* Your goal *
Print, exactly and completely, every entry in the data.

* Records for this exercise *
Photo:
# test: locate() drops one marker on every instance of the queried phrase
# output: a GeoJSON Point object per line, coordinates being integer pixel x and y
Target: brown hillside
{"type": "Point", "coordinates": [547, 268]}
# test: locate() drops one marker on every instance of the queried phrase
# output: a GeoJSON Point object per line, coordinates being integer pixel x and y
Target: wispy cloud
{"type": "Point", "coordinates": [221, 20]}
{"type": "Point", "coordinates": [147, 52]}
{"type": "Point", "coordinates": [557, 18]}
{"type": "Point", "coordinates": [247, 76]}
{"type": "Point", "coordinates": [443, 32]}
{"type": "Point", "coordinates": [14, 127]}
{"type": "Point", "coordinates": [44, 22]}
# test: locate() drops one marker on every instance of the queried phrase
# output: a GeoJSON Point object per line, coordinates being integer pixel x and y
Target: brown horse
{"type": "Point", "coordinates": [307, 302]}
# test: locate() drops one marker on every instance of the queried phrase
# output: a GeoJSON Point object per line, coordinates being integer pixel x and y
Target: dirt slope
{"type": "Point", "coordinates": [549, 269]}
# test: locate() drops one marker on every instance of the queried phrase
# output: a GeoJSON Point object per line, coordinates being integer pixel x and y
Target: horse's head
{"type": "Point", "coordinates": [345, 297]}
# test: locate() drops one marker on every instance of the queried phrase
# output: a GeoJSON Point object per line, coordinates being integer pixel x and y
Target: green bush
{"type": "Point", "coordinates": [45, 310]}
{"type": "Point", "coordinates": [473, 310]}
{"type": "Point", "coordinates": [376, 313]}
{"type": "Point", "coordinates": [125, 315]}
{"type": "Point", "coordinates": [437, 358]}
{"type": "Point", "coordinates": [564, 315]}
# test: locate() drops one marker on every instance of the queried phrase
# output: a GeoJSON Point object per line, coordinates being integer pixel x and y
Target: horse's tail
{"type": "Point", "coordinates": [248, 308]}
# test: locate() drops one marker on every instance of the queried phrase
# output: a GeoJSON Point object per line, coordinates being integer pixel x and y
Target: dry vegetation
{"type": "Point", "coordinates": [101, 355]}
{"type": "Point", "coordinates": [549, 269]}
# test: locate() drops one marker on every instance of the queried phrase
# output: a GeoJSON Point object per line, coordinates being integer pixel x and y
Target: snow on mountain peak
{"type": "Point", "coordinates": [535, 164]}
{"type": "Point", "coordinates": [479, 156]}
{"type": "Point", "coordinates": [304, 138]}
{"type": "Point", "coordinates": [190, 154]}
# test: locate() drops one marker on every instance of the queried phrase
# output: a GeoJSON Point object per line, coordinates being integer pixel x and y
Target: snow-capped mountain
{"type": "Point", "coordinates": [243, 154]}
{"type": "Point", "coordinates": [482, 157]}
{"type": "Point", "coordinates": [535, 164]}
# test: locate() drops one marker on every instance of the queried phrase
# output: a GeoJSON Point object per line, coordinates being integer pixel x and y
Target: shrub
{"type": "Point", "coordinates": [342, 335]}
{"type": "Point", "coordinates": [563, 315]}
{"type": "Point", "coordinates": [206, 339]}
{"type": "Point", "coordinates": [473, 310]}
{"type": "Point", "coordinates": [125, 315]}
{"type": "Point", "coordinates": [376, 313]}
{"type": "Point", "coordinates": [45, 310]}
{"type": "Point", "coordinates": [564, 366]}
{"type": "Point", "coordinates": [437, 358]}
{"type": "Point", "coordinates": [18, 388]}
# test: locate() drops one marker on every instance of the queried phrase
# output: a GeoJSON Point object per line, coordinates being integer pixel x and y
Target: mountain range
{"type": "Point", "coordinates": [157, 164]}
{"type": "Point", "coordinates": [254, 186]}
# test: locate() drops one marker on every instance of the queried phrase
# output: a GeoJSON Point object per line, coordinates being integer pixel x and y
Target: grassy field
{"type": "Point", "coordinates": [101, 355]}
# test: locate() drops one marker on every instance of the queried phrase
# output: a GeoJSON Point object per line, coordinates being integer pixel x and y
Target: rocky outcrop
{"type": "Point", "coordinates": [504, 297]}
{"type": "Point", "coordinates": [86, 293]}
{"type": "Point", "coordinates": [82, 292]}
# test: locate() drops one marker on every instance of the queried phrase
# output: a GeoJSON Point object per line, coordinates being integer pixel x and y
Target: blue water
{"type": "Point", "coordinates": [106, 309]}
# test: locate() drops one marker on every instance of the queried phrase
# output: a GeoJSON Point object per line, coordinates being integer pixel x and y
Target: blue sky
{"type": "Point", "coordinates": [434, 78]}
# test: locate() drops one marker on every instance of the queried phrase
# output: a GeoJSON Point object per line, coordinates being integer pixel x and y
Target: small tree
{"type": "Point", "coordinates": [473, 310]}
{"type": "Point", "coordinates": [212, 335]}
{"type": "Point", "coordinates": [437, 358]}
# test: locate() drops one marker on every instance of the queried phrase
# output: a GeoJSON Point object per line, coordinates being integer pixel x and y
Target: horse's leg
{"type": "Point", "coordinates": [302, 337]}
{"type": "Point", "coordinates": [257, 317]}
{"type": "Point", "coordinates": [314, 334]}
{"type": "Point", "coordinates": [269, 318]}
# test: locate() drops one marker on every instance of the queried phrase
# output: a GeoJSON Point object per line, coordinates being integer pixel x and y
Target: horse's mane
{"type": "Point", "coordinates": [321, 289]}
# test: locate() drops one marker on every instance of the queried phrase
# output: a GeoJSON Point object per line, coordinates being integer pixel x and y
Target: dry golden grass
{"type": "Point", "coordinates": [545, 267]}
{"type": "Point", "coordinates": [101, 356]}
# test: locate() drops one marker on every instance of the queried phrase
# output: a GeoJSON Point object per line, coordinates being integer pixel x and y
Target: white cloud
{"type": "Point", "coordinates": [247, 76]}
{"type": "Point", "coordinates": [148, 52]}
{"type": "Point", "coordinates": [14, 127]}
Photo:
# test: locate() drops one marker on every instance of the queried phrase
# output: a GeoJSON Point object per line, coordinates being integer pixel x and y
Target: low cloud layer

* Worked answer *
Photo:
# test: locate() drops one marker on every instance of the queried phrase
# output: a GeoJSON Point object per line, coordinates being integer pixel x and y
Target: brown hillside
{"type": "Point", "coordinates": [547, 268]}
# test: locate() drops one marker on every instance of the queried phrase
# output: a GeoJSON Point object per line, coordinates being integer pixel x and y
Target: wispy cloud
{"type": "Point", "coordinates": [221, 20]}
{"type": "Point", "coordinates": [147, 52]}
{"type": "Point", "coordinates": [557, 18]}
{"type": "Point", "coordinates": [247, 76]}
{"type": "Point", "coordinates": [443, 32]}
{"type": "Point", "coordinates": [14, 127]}
{"type": "Point", "coordinates": [44, 22]}
# test: locate() drops one marker on every instance of the queried phrase
# output: a GeoJSON Point object per line, coordinates being integer pixel x and y
Target: brown horse
{"type": "Point", "coordinates": [307, 302]}
# test: locate() drops one marker on every instance of the queried phrase
# output: a GeoJSON Point object per line, coordinates being integer pixel x and y
Target: dirt slope
{"type": "Point", "coordinates": [549, 269]}
# test: locate() drops one marker on every instance of the queried phrase
# output: a GeoJSON Point object per line, coordinates being integer pixel x and y
Target: horse's head
{"type": "Point", "coordinates": [345, 297]}
# test: locate() drops one marker on every instance of the queried phrase
# output: a GeoJSON Point object per line, coordinates being integer pixel x and y
Target: green bush
{"type": "Point", "coordinates": [45, 310]}
{"type": "Point", "coordinates": [473, 310]}
{"type": "Point", "coordinates": [376, 313]}
{"type": "Point", "coordinates": [125, 315]}
{"type": "Point", "coordinates": [437, 358]}
{"type": "Point", "coordinates": [564, 315]}
# test: locate() drops one marker on every instance of the queried phrase
# output: a GeoJSON Point object per line, coordinates being integer pixel x and y
Target: horse's tail
{"type": "Point", "coordinates": [248, 308]}
# test: locate() drops one marker on every instance of the queried phrase
# output: a GeoJSON Point object per line, coordinates being integer pixel x and y
Target: dry vegetation
{"type": "Point", "coordinates": [101, 355]}
{"type": "Point", "coordinates": [549, 269]}
# test: locate() drops one marker on every instance of the queried phrase
# output: a GeoJSON Point object per line, coordinates being integer pixel x and y
Target: snow on mountain peak
{"type": "Point", "coordinates": [535, 164]}
{"type": "Point", "coordinates": [479, 156]}
{"type": "Point", "coordinates": [304, 138]}
{"type": "Point", "coordinates": [190, 154]}
# test: locate() drops one marker on every instance of the queried phrase
# output: a GeoJSON Point object per line, coordinates being integer pixel x and y
Target: snow-capped mountain
{"type": "Point", "coordinates": [243, 154]}
{"type": "Point", "coordinates": [482, 157]}
{"type": "Point", "coordinates": [535, 164]}
# test: locate() drops one marker on every instance of the queried phrase
# output: a GeoJSON Point object per line, coordinates being integer pixel x and y
Target: shrub
{"type": "Point", "coordinates": [342, 335]}
{"type": "Point", "coordinates": [563, 315]}
{"type": "Point", "coordinates": [206, 339]}
{"type": "Point", "coordinates": [473, 310]}
{"type": "Point", "coordinates": [125, 315]}
{"type": "Point", "coordinates": [376, 313]}
{"type": "Point", "coordinates": [45, 310]}
{"type": "Point", "coordinates": [564, 366]}
{"type": "Point", "coordinates": [437, 358]}
{"type": "Point", "coordinates": [18, 388]}
# test: locate() drops one marker on every instance of the queried phrase
# output: a GeoJSON Point object per line, coordinates being integer pixel x and y
Target: mountain range
{"type": "Point", "coordinates": [157, 164]}
{"type": "Point", "coordinates": [254, 186]}
# test: locate() drops one marker on every instance of the queried phrase
# output: a GeoJSON Point object per line, coordinates being integer pixel x and y
Target: grassy field
{"type": "Point", "coordinates": [101, 355]}
# test: locate() drops one marker on every instance of the queried phrase
# output: a GeoJSON Point object per line, coordinates being integer pixel x and y
Target: rocky outcrop
{"type": "Point", "coordinates": [504, 297]}
{"type": "Point", "coordinates": [86, 293]}
{"type": "Point", "coordinates": [82, 292]}
# test: locate() drops one marker on every instance of the queried phrase
# output: a GeoJSON Point object per line, coordinates being integer pixel x and y
Target: blue water
{"type": "Point", "coordinates": [106, 309]}
# test: locate() drops one marker on every instance of the queried phrase
# output: a GeoJSON Point object per line, coordinates being integer pixel x and y
Target: blue sky
{"type": "Point", "coordinates": [434, 78]}
# test: locate() drops one marker on every instance of the queried phrase
# output: a GeoJSON Point object per line, coordinates being integer pixel x and y
Target: small tree
{"type": "Point", "coordinates": [473, 310]}
{"type": "Point", "coordinates": [212, 335]}
{"type": "Point", "coordinates": [437, 358]}
# test: locate() drops one marker on every instance of the queried phrase
# output: a GeoJSON Point object per line, coordinates being integer pixel x and y
Target: horse's leg
{"type": "Point", "coordinates": [302, 337]}
{"type": "Point", "coordinates": [257, 317]}
{"type": "Point", "coordinates": [314, 334]}
{"type": "Point", "coordinates": [269, 318]}
# test: locate() drops one marker on every instance of the queried phrase
# output: a GeoJSON Point object per line, coordinates being integer pixel x and y
Target: horse's mane
{"type": "Point", "coordinates": [321, 289]}
# test: locate() drops one marker on every instance of the queried phrase
# output: a GeoJSON Point object per line, coordinates being integer pixel x and y
Target: dry golden grass
{"type": "Point", "coordinates": [545, 267]}
{"type": "Point", "coordinates": [101, 356]}
# test: locate() drops one marker on every instance of the queried phrase
# output: a GeoJSON Point object per line, coordinates being integer pixel x and y
Target: white cloud
{"type": "Point", "coordinates": [247, 76]}
{"type": "Point", "coordinates": [148, 52]}
{"type": "Point", "coordinates": [14, 127]}
Photo:
# test: locate() drops one marker on every instance of the queried phrase
# output: a GeoJSON Point object per line, coordinates being integer pixel x and y
Target: low cloud layer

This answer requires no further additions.